Text provided –
□ □ □ □ □ □ □

Last December Congress enacted estate tax legislation that substantially increases exemptions and the opportunity for married couples to share them. Unfortunately, the new law expires at the end of 2012, again creating uncertainty for estate tax planning beyond the near term.

Under the new legislation, each individual estate is exempt from federal estate tax up to $5 million. Any excess is taxable at a rate of 35%. Moreover, as a significant expansion of availability, the exemption is “portable” between spouses. That is, if the first spouse to die does not use all his or her $5 million exemption, the unused portion is available for the estate of the surviving spouse, in addition to the $5 million exemption already available for the surviving spouse.

Essentially what Congress has done is revive and revise, at least temporarily, the estate tax structure that had been in place since 2001 and that had expired at the end of 2009, leaving no estate tax in 2010. Had Congress failed to act last December, the estate tax exemption would have returned to $1 million this year, with higher top rates and no portability.

As with the previous estate tax structure, if Congress fails to act again on this issue before 2013, the exemption will drop to $1 million and top rates will rise.

For people facing potential exposure to federal estate tax, the two-year law at least provides a likely opportunity to make large gifts in order to reduce their estates now under the high exemption so as to avoid or reduce estate taxes in the event the $5 million exemption is reduced in 2013.

□ □ □ □ □ □ □

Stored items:
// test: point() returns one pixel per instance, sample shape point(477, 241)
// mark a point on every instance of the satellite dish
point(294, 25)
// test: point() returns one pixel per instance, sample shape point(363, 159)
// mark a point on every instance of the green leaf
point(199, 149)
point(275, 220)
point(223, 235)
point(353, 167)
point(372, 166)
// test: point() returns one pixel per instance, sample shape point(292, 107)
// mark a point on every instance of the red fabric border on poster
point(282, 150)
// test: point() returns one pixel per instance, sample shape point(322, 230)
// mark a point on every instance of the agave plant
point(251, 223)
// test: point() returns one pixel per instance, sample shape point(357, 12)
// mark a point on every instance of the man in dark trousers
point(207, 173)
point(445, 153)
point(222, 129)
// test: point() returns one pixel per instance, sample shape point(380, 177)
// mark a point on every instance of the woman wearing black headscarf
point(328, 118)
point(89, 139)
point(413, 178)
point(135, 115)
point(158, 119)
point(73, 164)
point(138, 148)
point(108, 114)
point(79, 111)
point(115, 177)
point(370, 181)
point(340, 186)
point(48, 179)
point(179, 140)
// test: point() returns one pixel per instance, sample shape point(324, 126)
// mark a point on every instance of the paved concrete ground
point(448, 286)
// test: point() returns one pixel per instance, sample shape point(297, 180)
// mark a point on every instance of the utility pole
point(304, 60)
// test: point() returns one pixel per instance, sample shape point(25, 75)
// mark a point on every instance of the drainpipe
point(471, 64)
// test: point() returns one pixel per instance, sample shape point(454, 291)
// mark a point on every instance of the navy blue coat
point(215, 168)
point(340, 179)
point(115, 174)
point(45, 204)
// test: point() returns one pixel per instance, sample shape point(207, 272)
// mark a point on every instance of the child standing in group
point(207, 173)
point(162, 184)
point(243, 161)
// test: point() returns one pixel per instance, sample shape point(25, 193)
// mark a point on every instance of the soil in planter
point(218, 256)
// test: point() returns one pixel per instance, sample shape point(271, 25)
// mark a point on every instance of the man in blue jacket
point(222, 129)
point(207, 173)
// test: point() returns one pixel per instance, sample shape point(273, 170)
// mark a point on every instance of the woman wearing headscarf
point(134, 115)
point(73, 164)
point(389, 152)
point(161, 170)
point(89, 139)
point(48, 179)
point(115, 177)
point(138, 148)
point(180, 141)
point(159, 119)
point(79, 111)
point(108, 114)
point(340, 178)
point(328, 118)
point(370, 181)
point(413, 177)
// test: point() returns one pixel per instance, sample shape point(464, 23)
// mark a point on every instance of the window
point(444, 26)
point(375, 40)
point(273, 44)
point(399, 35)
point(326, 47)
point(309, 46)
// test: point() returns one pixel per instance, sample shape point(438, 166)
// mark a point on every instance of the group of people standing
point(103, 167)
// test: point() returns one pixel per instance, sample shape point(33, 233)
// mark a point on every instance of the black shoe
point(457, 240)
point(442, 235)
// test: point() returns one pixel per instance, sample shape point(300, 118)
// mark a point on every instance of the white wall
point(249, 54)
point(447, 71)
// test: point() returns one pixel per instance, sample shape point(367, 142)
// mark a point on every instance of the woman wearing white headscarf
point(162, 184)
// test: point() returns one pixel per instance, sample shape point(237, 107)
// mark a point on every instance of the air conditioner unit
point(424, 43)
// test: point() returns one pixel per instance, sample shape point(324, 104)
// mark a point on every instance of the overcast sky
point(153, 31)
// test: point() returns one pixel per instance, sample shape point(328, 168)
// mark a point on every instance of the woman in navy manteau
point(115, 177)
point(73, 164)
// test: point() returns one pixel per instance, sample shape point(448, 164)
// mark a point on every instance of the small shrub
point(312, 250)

□ □ □ □ □ □ □

Task to complete – According to the text on estate tax legislation, what tax rate applies to the portion of an individual estate above the $5 million exemption? The stored items have no connection to the text on estate tax legislation.

Task response – The excess is taxed at a rate of 35%.